■ **Do this**
Reproduce all of the material below, requests included, scaling every x and y coordinate in the answers by 0.25 and rounding each to the nearest whole number, with halves going up. Numbers in the requests stay as they are.

■ **Given records**

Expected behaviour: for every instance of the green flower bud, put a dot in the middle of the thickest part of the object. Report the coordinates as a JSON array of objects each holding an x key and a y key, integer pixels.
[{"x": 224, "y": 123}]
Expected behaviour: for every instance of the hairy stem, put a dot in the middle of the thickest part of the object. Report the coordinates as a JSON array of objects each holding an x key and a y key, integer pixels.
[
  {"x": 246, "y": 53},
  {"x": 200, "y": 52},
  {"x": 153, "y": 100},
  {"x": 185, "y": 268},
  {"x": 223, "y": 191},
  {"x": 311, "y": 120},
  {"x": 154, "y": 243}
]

■ **Written reply**
Expected behaviour: for every instance of the green flower bud, put a dot in the middle of the thickest part of the object. Report the coordinates as a JSON array of objects each holding an x key and a y key, integer pixels.
[{"x": 56, "y": 31}]
Expected behaviour: for every instance of the hairy stem, put a dot in the middle of the thickest part of the object. Report the coordinates as a JSON array of objects each holding an x key and a y key, integer pixels.
[
  {"x": 62, "y": 13},
  {"x": 50, "y": 13},
  {"x": 38, "y": 25},
  {"x": 46, "y": 67},
  {"x": 56, "y": 48},
  {"x": 78, "y": 30},
  {"x": 39, "y": 61}
]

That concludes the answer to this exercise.